## Page
I remember being sick to my stomach when the first 13th drew near. I was completely beside myself trying to comprehend how I was going to make it through the first time. The first month anniversary of the worst day of my life.
My mother is the one that came up with it. She’s really good about things like that. Coming up with some kind of way to make it through. I will never forget the penny she pressed into my hand before we walked to the front of the church to celebrate our daughter’s life with the date 2016 inscribed into its still like-new shine. Whispering in my ear, “In God we trust.” Sometimes, it’s as simple as that. Trust.
My mom is a lot of the reason I am the way I am. She’s a lot of the reason I can do what I do. So, in the days leading up to the first 13th, in typical mom fashion, she said, “what about doing something good? What about finding a way to honor Sayge on that day? What about putting all your energy and focus on what you can do, instead of all that you can’t?” And, I remember feeling the anxiety ease a little. The trust in what God could do through all my brokenness growing and changing my perspective a bit. Having something to plan for her. Allowing the idea that maybe just maybe, the 13th could be tolerable. But, I was just about as helpless as could be. So my mom stepped in and bought some trays and some flowers. She baked some cookies and brought me pretty stationery bordered with wildflowers.
I knew exactly who it was I wanted to do something for. Who it was I wanted to be involved in for our first act of kindness for Sayge. The firemen. The ones who greeted me at my worst. The ones I ran outside to meet as soon as I heard the sirens. The ones I handed my sweet daughter over to pleading frantically for them to save her. The ones who tried everything they possibly could. The ones who fought with everything they had for her. I felt like they held a piece of her and that she will forever be a part of their lives now. I wanted to do something for them.
But I also wanted to do something for someone else. I also wanted to do something for the detective. The one who met us at the emergency room. The one who questioned me in the moments after they told me “there was nothing else that they could do.” The one who filled out the SUIDS report form while I walked across the hall to hold her and kiss her for the very last time on this side of the stars. I wanted to do something for him because as hard as it was to be questioned and kept away from my family in those moments, I was also thankful for him. I was thankful he was there to stand up for babies who have no voice. I was thankful he was there to investigate so that maybe he could tell me I was not the one who did this. That it wasn’t my fault. In fighting for the truth, he was also fighting for me and my daughter. And I needed him to know I was thankful for that.

## Dataset extract
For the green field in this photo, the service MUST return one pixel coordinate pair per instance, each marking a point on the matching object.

## Problem description
Write out the passage of the text about honoring Sayge that starts at "My mom is a" and ends at "bordered with wildflowers.", and swap "trays" for "platters". The listing has no role in this work.

## Solved exercise
My mom is a lot of the reason I am the way I am. She’s a lot of the reason I can do what I do. So, in the days leading up to the first 13th, in typical mom fashion, she said, “what about doing something good? What about finding a way to honor Sayge on that day? What about putting all your energy and focus on what you can do, instead of all that you can’t?” And, I remember feeling the anxiety ease a little. The trust in what God could do through all my brokenness growing and changing my perspective a bit. Having something to plan for her. Allowing the idea that maybe just maybe, the 13th could be tolerable. But, I was just about as helpless as could be. So my mom stepped in and bought some platters and some flowers. She baked some cookies and brought me pretty stationery bordered with wildflowers.